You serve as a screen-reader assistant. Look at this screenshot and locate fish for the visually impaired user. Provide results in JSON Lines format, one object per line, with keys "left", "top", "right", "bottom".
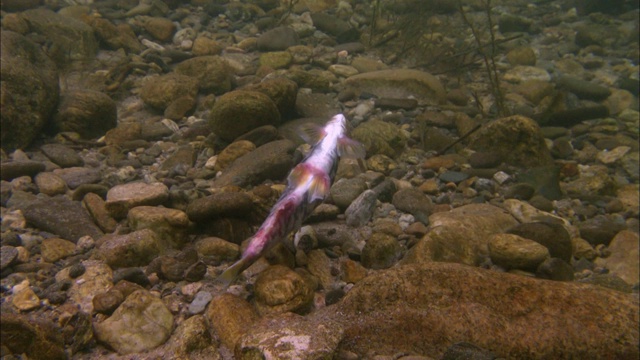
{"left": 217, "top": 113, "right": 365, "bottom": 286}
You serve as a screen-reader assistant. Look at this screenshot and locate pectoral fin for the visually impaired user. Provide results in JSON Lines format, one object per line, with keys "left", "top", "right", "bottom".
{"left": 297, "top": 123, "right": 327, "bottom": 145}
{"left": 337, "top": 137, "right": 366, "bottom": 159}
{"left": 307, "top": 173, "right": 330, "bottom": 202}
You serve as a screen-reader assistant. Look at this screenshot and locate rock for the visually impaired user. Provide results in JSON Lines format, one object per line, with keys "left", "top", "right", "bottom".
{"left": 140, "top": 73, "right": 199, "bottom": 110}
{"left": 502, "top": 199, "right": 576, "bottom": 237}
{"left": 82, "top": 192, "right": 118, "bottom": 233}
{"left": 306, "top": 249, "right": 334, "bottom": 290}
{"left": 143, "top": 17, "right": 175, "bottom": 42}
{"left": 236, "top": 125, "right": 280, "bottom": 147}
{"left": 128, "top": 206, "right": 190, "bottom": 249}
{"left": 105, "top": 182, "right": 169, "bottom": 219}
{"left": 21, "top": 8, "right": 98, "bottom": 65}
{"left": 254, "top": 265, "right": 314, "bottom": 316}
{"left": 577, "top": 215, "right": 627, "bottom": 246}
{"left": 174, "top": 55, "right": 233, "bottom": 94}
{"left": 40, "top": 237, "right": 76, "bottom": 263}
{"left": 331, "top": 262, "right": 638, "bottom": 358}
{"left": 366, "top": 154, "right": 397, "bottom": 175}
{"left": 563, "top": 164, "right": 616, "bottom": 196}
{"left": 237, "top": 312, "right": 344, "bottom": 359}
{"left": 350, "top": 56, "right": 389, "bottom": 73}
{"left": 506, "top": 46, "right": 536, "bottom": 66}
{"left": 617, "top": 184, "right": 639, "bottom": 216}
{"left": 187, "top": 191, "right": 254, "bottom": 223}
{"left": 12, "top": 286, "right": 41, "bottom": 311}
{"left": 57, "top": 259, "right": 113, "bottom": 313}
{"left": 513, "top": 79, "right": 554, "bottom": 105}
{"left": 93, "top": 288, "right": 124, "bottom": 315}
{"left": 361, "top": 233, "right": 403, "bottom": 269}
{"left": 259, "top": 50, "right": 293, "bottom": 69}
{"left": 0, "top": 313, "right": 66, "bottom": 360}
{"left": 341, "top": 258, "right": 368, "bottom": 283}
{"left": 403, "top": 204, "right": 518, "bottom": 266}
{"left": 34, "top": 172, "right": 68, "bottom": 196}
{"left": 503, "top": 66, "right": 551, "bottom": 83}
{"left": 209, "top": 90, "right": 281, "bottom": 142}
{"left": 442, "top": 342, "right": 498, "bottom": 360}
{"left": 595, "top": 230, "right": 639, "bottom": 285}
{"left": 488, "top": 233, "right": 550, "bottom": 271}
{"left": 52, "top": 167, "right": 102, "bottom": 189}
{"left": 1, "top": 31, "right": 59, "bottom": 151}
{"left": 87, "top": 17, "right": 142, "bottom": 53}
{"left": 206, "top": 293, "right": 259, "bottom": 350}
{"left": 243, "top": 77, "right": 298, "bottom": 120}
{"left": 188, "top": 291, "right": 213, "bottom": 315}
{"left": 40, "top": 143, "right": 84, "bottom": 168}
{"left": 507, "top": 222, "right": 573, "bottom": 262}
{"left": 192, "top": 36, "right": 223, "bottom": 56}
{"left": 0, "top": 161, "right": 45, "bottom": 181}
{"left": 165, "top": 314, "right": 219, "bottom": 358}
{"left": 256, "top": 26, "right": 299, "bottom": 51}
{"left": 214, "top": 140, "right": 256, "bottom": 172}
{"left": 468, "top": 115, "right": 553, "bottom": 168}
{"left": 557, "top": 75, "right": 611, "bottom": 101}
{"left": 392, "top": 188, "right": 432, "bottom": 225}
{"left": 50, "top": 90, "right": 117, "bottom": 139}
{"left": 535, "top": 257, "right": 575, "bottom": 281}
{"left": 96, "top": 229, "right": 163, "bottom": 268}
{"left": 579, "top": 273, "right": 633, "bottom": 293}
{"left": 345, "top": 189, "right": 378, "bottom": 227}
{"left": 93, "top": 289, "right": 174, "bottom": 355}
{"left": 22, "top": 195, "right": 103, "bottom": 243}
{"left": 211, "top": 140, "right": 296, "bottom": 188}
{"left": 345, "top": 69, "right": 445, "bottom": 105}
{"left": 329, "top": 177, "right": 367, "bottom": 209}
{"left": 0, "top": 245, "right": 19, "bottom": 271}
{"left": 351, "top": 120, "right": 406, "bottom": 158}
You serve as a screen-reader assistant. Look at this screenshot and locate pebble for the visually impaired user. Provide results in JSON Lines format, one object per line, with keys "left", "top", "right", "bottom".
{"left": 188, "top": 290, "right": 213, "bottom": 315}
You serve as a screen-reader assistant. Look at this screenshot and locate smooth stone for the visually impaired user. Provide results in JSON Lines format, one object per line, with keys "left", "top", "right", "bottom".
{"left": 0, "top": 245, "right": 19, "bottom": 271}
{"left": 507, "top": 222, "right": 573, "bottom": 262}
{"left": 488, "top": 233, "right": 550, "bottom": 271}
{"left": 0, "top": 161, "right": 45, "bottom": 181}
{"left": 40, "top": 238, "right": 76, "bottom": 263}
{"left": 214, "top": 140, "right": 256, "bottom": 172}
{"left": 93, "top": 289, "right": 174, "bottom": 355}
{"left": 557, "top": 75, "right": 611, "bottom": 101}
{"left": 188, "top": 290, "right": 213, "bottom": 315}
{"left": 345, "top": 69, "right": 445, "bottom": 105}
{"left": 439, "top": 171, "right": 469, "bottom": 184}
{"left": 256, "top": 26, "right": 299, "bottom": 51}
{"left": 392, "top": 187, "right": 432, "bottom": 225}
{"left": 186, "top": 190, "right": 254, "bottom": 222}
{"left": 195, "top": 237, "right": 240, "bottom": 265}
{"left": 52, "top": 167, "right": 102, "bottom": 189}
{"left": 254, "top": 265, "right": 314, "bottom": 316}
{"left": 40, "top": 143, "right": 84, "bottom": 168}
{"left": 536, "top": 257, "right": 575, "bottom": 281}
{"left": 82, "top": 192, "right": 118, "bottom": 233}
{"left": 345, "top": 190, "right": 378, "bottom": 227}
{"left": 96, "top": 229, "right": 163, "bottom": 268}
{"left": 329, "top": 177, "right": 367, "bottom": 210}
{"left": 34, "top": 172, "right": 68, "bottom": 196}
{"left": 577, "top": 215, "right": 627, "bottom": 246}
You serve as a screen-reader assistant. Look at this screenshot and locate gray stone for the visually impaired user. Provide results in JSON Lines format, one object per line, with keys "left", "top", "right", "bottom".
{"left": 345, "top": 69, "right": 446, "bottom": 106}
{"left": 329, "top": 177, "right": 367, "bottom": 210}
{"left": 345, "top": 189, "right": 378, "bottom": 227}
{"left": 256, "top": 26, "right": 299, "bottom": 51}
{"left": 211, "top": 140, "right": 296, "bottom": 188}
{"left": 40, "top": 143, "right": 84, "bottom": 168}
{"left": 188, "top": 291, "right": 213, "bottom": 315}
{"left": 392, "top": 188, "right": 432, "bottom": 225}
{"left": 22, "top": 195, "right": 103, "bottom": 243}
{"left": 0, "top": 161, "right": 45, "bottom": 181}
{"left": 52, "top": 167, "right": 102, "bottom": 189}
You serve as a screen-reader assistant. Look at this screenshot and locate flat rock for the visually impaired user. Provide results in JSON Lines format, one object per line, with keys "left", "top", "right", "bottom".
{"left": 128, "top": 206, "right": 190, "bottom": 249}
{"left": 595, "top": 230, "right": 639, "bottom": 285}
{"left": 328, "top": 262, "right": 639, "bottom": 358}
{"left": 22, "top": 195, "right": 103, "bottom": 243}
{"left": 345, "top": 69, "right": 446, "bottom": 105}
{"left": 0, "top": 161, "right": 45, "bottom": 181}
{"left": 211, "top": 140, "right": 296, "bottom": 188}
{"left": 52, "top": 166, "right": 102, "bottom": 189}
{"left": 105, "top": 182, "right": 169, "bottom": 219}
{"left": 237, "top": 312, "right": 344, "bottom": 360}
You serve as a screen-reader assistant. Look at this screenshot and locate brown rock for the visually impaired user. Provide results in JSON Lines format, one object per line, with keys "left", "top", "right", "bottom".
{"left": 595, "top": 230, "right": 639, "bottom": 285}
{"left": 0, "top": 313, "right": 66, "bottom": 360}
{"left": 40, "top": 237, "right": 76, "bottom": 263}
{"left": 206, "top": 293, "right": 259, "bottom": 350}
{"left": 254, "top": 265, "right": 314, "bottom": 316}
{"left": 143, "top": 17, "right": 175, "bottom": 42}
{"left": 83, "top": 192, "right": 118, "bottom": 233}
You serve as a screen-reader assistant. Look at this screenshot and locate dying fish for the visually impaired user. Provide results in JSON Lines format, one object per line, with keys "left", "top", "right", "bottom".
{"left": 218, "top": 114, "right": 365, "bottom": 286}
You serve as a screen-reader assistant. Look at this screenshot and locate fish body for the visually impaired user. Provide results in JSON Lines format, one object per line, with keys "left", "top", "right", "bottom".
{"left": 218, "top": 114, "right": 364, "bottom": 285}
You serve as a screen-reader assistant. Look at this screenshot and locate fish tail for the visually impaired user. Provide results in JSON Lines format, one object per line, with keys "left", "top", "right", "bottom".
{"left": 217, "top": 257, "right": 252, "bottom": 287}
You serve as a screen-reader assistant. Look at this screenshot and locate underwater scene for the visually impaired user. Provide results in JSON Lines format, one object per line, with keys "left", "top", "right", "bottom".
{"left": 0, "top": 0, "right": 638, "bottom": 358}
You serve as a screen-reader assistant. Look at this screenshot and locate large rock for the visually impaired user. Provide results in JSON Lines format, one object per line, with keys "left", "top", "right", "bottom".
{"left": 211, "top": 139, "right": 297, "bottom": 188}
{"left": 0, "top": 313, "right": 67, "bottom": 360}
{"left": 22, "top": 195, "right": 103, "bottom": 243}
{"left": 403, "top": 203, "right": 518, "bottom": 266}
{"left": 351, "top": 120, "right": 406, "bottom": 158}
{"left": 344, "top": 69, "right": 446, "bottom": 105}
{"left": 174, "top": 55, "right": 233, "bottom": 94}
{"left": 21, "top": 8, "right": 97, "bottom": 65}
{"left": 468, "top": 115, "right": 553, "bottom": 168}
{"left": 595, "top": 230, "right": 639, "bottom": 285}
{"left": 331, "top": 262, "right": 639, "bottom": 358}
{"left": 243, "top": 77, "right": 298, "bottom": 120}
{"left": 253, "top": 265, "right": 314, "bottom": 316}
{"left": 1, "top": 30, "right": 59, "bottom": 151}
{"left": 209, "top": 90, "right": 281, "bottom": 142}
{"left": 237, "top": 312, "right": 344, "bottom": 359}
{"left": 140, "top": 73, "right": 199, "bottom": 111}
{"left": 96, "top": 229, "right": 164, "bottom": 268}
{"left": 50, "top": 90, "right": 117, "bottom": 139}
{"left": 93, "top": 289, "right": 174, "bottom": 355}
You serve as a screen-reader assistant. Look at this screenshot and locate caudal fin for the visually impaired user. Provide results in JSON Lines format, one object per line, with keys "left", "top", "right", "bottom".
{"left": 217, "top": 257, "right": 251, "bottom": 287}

## Work required
Write out, exactly as they appear, the lines from the one containing "and locate caudal" through the last line of the records above, both included, and nothing more.

## Your response
You serve as a screen-reader assistant. Look at this screenshot and locate caudal fin for the visually impaired user. Provide results in JSON Lines format, one object per line, with keys "left", "top", "right", "bottom".
{"left": 217, "top": 257, "right": 251, "bottom": 287}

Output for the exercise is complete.